[START OF TEXT PROVIDED]
In accordance with one aspect of the present invention, the pump assembly comprises a standing valve. The standing valve is located in the first one of the barrels before the plunger is reciprocated within the first one of the barrels. The standing valve is relocated to the second one of the barrels before the step of reciprocating the plunger within the second one of the barrels.

The step of relocating the plunger to a second one of the barrels further comprises relocating the plunger to a second one of the barrels that is closer to the surface than the first one of the barrels.

In accordance with still another aspect of the present invention, the step of relocating the plunger to a second one of the barrels further comprises relocating the plunger to a second one of the barrels that is further from the surface than the first one of the barrels.

FIG. 1 is a schematic diagram of a well, shown with pumping equipment.

FIG. 2 is a schematic cross-sectional view of the pump assembly of the present invention, in accordance with a preferred embodiment, showing the pump in a first configuration.

FIG. 3 is a cross-sectional view of the standing valve assembly and collar lock mandrel.

FIG. 4 is a cross-sectional view of the standing valve assembly and landing nipple.

FIG. 5 is a schematic cross-sectional view of the pump assembly of FIG. 2, shown in a second configuration.

FIG. 6 is a schematic cross-sectional view of the pump assembly of FIG. 2, shown in a third configuration.

The present invention provides a low cost way to repair tubing pumps which have barrel damage, which damage is typically due to sand and other abrasive agents. The tubing pump assembly of the present invention incorporated plural barrels and a single plunger. At any given time during pump operation, the plunger reciprocates inside one of the barrels. The other barrels are not used. Instead, the unused barrels simply stand by and await future use. As the plunger reciprocates over time, the barrel in use exhibits wear, particularly in a sandy environment. When the barrel is ready to be replaced, the plunger is relocated to another, unused, barrel in the well. Surprisingly, the barrels that are not in use do not exhibit wear during pump operation. In this manner, a worn barrel can be replaced with another barrel without the need to pull the tubing string from the well. This, replacing a worn barrel in a tubing pump can occur in a shorter time.

The plunger can be replaced by pulling the sucker rods and plunger; the tubing need not be pulled to replace the plunger.

In FIG. 1, there is shown a schematic diagram of a producing oil well 11. The well has a borehole that extends from the surface 13 into the earth, past an oil bearing formation 15.
[END OF TEXT PROVIDED]
[START OF AVAILABLE DATA]
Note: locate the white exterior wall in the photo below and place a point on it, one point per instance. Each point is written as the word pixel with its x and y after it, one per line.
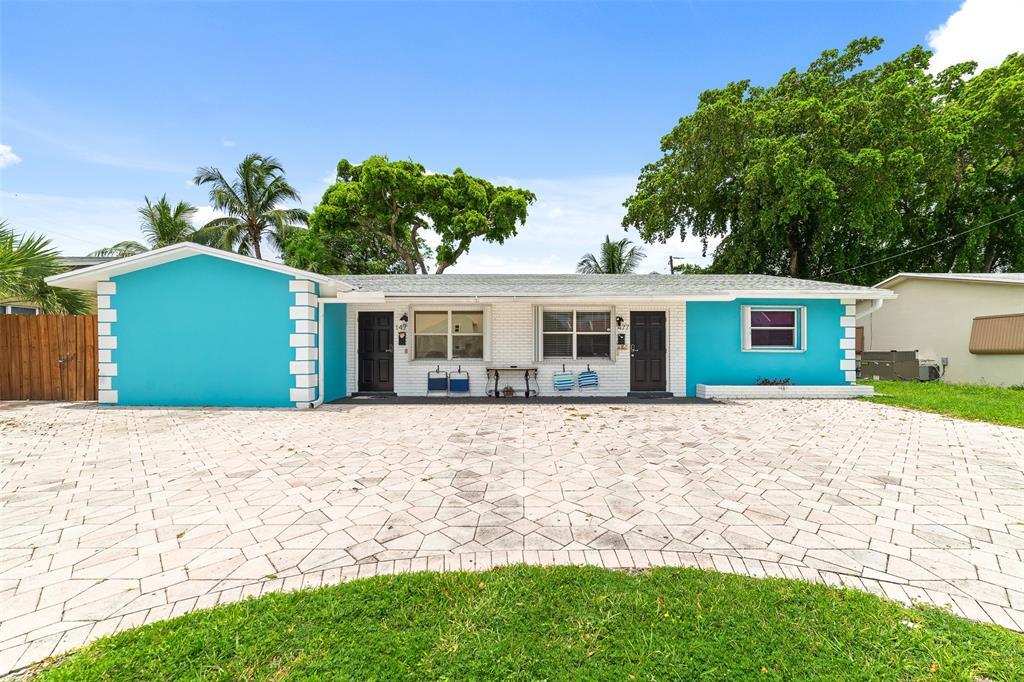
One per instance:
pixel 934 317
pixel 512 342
[END OF AVAILABLE DATA]
• [REQUIRED TASK]: Rewrite the paragraph of the pump patent text that begins "The present invention provides a low cost way" as a short bulleted list that keeps its main facts. Work from the pump patent text alone.

• [THE SOLUTION]:
- It offers a low-cost way to repair tubing pumps with barrel damage, which is usually caused by sand and other abrasive agents.
- The tubing pump assembly has several barrels and a single plunger.
- During operation, the plunger reciprocates inside one barrel while the other barrels stand by unused.
- Over time the barrel in use wears, especially in a sandy environment.
- When that barrel is ready to be replaced, the plunger is moved to another, unused barrel in the well.
- The barrels not in use show no wear during pump operation.
- A worn barrel can therefore be replaced without pulling the tubing string from the well, so the replacement takes less time.